| WORK INSTRUCTION |
Your job is to return every line of the listing holding the string "crowd".

| RECORDS PROVIDED |
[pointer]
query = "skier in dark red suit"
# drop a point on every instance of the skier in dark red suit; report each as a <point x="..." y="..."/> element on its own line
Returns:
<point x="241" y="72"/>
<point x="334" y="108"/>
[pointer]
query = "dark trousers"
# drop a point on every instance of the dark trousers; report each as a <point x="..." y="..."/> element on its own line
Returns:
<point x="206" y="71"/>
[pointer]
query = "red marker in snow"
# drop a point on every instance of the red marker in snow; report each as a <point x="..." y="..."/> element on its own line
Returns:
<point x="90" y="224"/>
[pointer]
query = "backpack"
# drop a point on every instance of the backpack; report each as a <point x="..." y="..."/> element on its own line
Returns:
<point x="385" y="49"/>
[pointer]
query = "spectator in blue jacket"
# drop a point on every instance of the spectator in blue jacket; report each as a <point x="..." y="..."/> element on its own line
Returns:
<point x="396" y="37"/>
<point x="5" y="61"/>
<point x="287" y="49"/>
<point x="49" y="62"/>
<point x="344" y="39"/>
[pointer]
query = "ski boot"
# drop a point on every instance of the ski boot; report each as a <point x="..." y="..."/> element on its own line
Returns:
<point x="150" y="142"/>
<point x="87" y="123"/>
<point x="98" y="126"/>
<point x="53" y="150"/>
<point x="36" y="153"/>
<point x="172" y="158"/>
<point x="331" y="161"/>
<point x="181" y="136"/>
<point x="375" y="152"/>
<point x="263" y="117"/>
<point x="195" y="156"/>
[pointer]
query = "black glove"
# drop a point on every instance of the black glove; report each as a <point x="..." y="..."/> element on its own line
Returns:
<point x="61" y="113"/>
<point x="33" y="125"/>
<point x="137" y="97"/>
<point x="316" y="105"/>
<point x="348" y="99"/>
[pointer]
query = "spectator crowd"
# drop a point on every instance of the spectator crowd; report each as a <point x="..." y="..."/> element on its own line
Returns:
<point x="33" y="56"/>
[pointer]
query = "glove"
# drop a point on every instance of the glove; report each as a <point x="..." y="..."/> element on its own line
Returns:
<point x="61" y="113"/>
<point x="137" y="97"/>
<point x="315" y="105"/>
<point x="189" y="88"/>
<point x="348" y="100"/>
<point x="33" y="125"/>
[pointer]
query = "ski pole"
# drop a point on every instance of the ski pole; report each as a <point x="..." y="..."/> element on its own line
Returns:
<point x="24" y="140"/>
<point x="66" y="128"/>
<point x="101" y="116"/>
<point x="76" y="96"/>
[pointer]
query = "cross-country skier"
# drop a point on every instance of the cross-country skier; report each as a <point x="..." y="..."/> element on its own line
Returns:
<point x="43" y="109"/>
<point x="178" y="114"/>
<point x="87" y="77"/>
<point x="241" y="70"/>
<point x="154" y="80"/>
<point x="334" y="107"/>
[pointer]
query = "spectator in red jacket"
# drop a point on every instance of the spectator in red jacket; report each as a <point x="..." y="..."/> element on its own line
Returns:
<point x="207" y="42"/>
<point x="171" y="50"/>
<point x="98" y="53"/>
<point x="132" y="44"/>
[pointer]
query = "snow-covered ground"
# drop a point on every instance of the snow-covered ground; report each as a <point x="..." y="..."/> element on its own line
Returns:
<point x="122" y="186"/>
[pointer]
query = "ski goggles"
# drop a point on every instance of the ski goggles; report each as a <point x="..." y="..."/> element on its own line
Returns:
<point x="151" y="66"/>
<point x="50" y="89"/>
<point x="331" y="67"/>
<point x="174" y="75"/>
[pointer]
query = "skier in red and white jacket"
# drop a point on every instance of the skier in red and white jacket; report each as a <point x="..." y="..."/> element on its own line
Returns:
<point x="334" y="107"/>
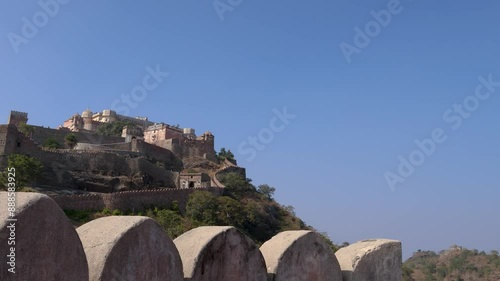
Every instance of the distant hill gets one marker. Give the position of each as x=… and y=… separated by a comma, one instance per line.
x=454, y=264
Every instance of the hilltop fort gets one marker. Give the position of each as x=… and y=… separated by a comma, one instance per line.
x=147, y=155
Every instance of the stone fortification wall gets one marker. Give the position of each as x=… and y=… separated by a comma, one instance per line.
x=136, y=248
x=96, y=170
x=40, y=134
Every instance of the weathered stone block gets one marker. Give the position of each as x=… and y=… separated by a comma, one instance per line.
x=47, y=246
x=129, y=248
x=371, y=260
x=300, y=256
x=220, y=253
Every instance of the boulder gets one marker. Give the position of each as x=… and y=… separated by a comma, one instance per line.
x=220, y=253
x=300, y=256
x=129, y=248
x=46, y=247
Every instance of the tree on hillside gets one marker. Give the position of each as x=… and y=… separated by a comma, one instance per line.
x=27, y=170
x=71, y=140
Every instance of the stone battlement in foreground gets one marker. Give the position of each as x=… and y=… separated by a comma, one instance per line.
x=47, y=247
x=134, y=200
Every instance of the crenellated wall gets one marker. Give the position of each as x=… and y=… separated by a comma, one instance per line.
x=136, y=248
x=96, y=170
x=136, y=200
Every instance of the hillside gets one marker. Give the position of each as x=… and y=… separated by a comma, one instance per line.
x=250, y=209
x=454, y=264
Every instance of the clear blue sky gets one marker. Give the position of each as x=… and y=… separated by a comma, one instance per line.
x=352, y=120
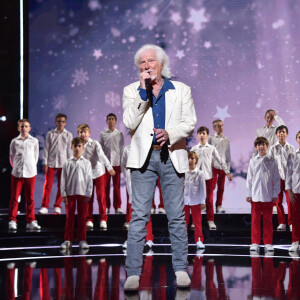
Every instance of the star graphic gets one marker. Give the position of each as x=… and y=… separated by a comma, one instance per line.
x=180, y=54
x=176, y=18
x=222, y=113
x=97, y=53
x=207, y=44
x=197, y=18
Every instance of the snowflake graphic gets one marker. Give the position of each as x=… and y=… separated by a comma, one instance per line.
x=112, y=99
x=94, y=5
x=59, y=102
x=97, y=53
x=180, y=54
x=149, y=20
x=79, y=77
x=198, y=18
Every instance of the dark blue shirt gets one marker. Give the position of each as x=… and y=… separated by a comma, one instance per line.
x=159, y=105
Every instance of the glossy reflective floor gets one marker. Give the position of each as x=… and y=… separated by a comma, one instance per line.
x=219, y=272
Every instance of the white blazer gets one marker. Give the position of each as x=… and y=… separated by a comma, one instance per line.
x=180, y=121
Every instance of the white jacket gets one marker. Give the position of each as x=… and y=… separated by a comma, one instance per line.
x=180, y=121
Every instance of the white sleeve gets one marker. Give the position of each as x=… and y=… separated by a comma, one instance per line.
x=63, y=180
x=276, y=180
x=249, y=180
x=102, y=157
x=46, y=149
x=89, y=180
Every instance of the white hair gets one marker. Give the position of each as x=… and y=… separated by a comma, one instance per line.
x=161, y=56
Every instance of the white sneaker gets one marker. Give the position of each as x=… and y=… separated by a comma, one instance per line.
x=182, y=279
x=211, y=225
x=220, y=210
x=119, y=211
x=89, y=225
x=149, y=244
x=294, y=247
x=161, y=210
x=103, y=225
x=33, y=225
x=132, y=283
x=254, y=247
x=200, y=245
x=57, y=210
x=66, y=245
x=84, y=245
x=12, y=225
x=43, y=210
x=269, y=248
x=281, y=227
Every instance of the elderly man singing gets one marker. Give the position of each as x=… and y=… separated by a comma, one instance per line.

==

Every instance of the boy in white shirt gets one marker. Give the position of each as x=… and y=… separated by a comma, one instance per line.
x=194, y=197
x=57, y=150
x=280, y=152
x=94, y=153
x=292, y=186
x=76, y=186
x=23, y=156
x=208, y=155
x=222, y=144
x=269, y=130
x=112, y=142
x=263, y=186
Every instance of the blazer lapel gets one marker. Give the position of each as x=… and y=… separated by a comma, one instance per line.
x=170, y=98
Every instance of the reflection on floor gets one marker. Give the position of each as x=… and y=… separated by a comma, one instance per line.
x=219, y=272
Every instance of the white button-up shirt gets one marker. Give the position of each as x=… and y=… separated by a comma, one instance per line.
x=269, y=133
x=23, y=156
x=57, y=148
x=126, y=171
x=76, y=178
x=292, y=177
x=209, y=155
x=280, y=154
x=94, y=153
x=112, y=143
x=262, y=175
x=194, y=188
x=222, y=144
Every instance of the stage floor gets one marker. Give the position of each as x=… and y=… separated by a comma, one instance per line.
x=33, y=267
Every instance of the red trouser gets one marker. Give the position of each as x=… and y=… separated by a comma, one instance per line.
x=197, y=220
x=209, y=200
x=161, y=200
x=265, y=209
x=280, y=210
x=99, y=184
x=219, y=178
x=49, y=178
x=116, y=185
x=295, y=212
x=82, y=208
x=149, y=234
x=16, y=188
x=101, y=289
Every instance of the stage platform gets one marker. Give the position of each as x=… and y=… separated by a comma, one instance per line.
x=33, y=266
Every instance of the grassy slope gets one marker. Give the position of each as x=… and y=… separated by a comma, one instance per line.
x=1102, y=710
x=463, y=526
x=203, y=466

| ANSWER FOR THIS EXERCISE |
query = "spectator crowd"
# drop a point on every instance of the spectator crowd; report each as a <point x="..." y="..."/> element on its own line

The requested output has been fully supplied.